▶ ACTIVITY:
Answer these questions using the passage on therapy for recurrent depression:
1. In which journal did the report appear?
2. How many sessions did the short-term CBT include, and how long was each?
3. At which department and university did the lead author work?

▶ TEXT SECTION:
+===+

A significant proportion of patients with recurrent depression might be able to withdraw from medication successfully and stay well for at least six years with a focused course of cognitive-behavioral therapy (CBT), according to a report in the October American Journal of Psychiatry.
The study compared short-term CBT (10 30-minute sessions once every other week) versus standard clinical management following successful treatment of a depressive episode with psychopharmacology.
“Cognitive-behavior treatment was found to be effective in decreasing the residual symptoms of depression,” the authors wrote. “By deferring psychotherapeutic intervention until after pharmacotherapy, we were able to provide a less intense course of therapy than is customary. .because psychotherapy could concentrate only on the symptoms that did not abate after pharmacotherapy.”
The lead author was Giovanni A. Fava, M.D., of the department of psychology at the University of Bologna, Italy. His colleagues included researchers at the University of Bologna, the department of psychiatry at the State University of New York at Buffalo, and the department of statistical sciences at the University of Padova, Italy.

+===+

[Referring-expression pointing data]
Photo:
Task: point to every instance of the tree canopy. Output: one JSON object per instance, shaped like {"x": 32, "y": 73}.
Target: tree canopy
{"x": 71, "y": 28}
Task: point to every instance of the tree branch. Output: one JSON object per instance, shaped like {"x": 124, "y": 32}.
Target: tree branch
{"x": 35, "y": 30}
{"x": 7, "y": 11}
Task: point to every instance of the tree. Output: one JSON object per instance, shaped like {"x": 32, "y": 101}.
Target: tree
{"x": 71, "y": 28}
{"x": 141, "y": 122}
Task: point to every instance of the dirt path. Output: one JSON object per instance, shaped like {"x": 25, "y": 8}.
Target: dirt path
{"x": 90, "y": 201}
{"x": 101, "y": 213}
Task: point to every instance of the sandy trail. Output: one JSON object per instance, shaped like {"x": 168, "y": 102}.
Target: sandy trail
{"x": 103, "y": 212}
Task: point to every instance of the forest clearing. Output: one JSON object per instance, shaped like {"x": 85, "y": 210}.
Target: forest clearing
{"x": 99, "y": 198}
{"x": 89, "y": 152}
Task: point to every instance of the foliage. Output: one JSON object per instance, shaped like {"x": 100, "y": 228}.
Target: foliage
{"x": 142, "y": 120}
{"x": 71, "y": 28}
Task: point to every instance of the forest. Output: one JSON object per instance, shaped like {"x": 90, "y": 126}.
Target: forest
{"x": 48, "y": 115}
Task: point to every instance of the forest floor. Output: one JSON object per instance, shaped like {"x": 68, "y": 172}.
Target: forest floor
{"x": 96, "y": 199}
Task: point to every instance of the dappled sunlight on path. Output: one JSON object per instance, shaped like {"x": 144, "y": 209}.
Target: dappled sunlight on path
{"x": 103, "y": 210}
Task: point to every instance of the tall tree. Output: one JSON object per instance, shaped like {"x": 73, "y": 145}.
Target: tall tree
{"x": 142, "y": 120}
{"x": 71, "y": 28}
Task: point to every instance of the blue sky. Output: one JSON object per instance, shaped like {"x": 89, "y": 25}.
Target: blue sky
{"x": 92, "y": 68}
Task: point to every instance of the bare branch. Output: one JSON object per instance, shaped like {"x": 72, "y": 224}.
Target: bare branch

+===+

▶ EXPECTED OUTPUT:
1. The October American Journal of Psychiatry.
2. Ten sessions, each 30 minutes long.
3. The department of psychology at the University of Bologna, Italy.